*Job*: Copy the lines below as they are; omit the images they contain.

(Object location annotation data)
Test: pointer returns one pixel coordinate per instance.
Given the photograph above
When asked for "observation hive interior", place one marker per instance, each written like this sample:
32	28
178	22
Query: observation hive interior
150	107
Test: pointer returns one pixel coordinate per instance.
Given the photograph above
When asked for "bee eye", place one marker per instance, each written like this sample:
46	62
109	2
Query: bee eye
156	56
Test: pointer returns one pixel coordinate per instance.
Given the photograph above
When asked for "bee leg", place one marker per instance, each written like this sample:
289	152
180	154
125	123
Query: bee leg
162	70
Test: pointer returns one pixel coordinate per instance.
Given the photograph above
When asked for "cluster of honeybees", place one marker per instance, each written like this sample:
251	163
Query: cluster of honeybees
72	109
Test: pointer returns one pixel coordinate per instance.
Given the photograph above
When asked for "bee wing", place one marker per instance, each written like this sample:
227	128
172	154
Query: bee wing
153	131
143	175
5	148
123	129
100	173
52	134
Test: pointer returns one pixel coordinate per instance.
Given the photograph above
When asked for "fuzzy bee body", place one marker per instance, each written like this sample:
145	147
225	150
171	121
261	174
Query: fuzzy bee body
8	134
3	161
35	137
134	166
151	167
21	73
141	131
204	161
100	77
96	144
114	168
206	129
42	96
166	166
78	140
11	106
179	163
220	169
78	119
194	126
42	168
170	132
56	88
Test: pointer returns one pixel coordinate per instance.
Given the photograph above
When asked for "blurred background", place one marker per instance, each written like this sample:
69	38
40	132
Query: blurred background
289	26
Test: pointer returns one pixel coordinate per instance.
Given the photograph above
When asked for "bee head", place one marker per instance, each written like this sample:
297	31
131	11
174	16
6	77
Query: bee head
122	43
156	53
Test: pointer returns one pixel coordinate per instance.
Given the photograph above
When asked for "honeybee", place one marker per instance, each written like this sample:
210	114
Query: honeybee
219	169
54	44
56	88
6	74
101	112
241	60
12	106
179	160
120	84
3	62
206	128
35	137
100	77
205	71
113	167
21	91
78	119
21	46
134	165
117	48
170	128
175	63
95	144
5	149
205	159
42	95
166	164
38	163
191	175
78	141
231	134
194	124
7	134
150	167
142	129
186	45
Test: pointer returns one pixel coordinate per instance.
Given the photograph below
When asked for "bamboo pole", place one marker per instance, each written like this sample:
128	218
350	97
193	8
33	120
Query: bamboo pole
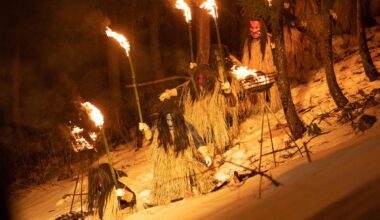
109	156
192	59
221	75
135	88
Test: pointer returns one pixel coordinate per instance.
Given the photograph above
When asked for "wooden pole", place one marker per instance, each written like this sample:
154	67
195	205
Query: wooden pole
222	75
135	88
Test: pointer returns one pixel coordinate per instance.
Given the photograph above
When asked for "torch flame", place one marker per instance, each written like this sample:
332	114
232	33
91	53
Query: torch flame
210	5
119	38
81	143
94	113
242	72
180	4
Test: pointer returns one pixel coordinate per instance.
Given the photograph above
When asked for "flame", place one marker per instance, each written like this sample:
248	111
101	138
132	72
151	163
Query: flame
180	4
94	113
242	72
119	38
80	142
210	5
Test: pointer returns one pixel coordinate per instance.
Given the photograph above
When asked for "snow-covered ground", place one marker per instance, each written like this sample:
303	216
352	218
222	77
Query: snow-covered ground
342	181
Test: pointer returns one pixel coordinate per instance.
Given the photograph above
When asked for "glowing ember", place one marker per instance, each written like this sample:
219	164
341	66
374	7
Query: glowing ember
80	142
180	4
119	38
242	72
210	5
94	113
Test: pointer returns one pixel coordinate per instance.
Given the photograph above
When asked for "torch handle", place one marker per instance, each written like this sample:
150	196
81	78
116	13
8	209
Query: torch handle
109	156
135	88
221	74
191	42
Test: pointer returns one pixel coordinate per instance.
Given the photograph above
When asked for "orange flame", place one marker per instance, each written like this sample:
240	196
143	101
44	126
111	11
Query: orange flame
94	113
180	4
210	5
119	38
80	142
242	72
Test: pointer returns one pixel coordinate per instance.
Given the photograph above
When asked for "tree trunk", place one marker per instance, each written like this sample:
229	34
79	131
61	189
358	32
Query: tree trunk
369	68
155	39
327	55
295	124
203	35
16	78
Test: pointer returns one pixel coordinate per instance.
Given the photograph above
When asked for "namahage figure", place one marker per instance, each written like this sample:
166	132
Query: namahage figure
257	54
179	157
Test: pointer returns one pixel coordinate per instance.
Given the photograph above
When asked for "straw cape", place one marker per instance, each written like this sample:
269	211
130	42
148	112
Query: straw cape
176	176
264	63
208	115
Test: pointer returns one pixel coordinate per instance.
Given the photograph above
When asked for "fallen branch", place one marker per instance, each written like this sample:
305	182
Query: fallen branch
158	81
253	173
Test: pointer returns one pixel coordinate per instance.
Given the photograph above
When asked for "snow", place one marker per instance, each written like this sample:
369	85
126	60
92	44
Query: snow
345	166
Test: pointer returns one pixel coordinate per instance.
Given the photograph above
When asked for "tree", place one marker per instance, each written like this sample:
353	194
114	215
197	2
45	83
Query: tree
325	43
154	34
295	124
369	68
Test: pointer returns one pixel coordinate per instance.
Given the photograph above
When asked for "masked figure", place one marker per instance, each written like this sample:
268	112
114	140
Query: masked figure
179	157
257	54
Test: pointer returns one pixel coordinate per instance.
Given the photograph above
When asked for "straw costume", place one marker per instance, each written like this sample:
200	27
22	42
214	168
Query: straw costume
177	169
257	54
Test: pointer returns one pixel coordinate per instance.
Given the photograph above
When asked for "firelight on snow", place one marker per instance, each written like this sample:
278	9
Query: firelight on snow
94	113
242	72
180	4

*Task response*:
Test: pointer returns one pixel coordinate per instance.
Given the photograph above
When asked for "observation hive interior", place one marker per instance, each written like this sample:
32	28
178	22
Query: observation hive interior
150	107
Test: pointer returns one pixel coordinate per instance.
Given the photograph above
When asked for "bee eye", place one marker per instance, each written like this sample:
46	62
109	2
Query: bee eye
156	56
Test: pointer returns one pixel coordinate per instance.
Given the photograph above
When asked for "bee leg", place one marker per instance, each written like this sample:
289	152
180	154
125	123
Query: bee leg
162	70
Test: pointer returns one pixel coordinate per instance.
Given the photograph above
When asked for "cluster of honeybees", place one marker per instance, each written like this sample:
251	163
Query: cluster of honeybees
72	109
Test: pointer returns one pixel coordinate per instance.
Given the photograph above
When asked for "bee wing", place one marker per instance, each written like this sample:
227	128
172	154
Query: bee wing
153	131
143	175
5	148
123	129
100	173
52	134
Test: pointer returns one pixel coordinate per instance.
Given the photograph above
When asked for "fuzzy bee body", place one marker per instance, each written like this sample:
145	147
225	150
171	121
261	174
Query: fuzzy bee body
8	134
3	161
35	137
134	166
151	167
21	73
141	131
204	161
100	77
96	144
114	168
206	129
42	96
166	166
78	140
11	106
179	163
220	169
78	119
194	126
42	168
170	132
56	88
Test: pointer returns one pixel coordinate per instance.
Given the photograph above
When asked for "blurred background", place one marker per instance, each written like this sample:
69	38
40	132
Query: blurred background
289	26
Test: pointer returns one pixel coordinate per instance.
Given the photograph above
When asked for "bee head", place one marker per instance, each written like this sample:
297	31
131	11
174	16
6	77
Query: bee head
122	43
156	53
Test: pointer returns one pixel coordinate per instance.
Given the photograph above
When asked for "honeybee", place one marker per instance, each written like this sample:
210	114
Query: honeybee
219	169
54	44
56	88
6	74
101	112
241	60
12	106
179	160
120	84
3	62
206	128
35	137
100	77
205	71
113	167
21	91
78	119
21	46
134	165
117	48
170	128
175	63
95	144
5	149
205	159
42	95
166	164
38	163
191	175
78	141
231	134
194	124
7	134
150	167
142	129
186	45
Test: pointer returns one pixel coordinate per instance.
Given the photograph below
When asked for "bamboo pole", place one marker per instance, each written like this sample:
128	218
350	97
193	8
33	120
Query: bamboo pole
109	156
192	59
221	75
135	88
Test: pointer returns one pixel coordinate per instance.
Given the photograph above
When asked for "wooden pole", place one marker per instance, each written like this sample:
154	67
195	205
Query: wooden pole
222	75
135	88
Test: pointer returns one pixel coordinate per instance.
Given the photograph above
When asked for "torch flame", place one marker per instance, each written like this sample:
332	114
232	33
91	53
Query: torch flame
210	5
119	38
81	143
94	113
242	72
180	4
Test: pointer returns one pixel coordinate per instance.
Given the photograph above
When asked for "flame", place one marker per instance, each written like this sample:
248	111
101	138
132	72
151	163
Query: flame
180	4
94	113
242	72
119	38
80	142
210	5
Test: pointer returns one pixel coordinate per instance.
Given the photograph above
When asked for "snow-covered ground", place one marker per instance, each written like this sample:
303	216
352	218
222	77
Query: snow-covered ground
342	181
Test: pointer returns one pixel coordinate per instance.
Given the photograph above
When asked for "glowing ember", place one marker per instance, each written like this sample:
219	164
341	66
374	7
Query: glowing ember
80	142
180	4
119	38
242	72
210	5
94	113
Test: pointer returns one pixel coordinate per instance.
Given the photograph above
When asked for "torch handle", place one marker per instance, each written like this sample:
150	196
81	78
116	13
8	209
Query: torch handle
109	156
135	88
221	74
191	42
Test: pointer returns one pixel coordinate per instance.
Given the photograph above
When asked for "orange flame", place one marker per instance, each written like this sample:
240	196
143	101
44	126
111	11
Query: orange flame
94	113
180	4
210	5
119	38
80	142
242	72
Test: pointer returns one pixel coordinate per instance.
Given the photograph above
When asked for "tree trunk", place one marker per instance, each written like this sample:
229	34
79	131
61	189
358	32
Query: tree trunk
369	68
155	39
327	55
295	124
203	35
16	78
Test: pointer returns one pixel coordinate per instance.
Given the photograph above
When asked for "namahage figure", place one marker per instance, each written like this sample:
166	132
Query: namahage figure
257	54
179	157
Test: pointer returns one pixel coordinate per instance.
Given the photograph above
When asked for "straw cape", place one marker per instance, each written like this sample:
269	211
130	42
148	112
Query: straw cape
176	176
264	63
208	115
Test: pointer returns one pixel coordinate per instance.
Given the photograph above
When asked for "fallen branch", place one marker per instance, each written like this sample:
305	182
Query: fallen branch
158	81
253	173
Test: pointer returns one pixel coordinate per instance.
Given the photograph above
When asked for "snow", place one marker per instance, each written like this sample:
369	85
126	60
92	44
Query: snow
345	166
Test: pointer returns one pixel coordinate per instance.
Given the photograph above
When asked for "tree", place one marker per instance, each written like this sample:
353	194
114	215
197	2
45	83
Query: tree
325	43
154	34
295	124
369	68
Test: pointer returns one pixel coordinate per instance.
Given the photograph above
When asked for "masked figure", place one marker per instance, each written like this sample:
268	112
114	140
Query: masked figure
179	157
257	54
Test: pointer returns one pixel coordinate per instance.
Given the photograph above
When asked for "straw costume", place one marker per instance, each written like this sample:
200	27
22	42
214	168
Query: straw costume
177	169
257	54
Test: pointer returns one pixel coordinate per instance.
Given the photograph above
When asked for "firelight on snow", place one marker per instance, each written like this sample:
278	9
Query: firelight on snow
94	113
242	72
180	4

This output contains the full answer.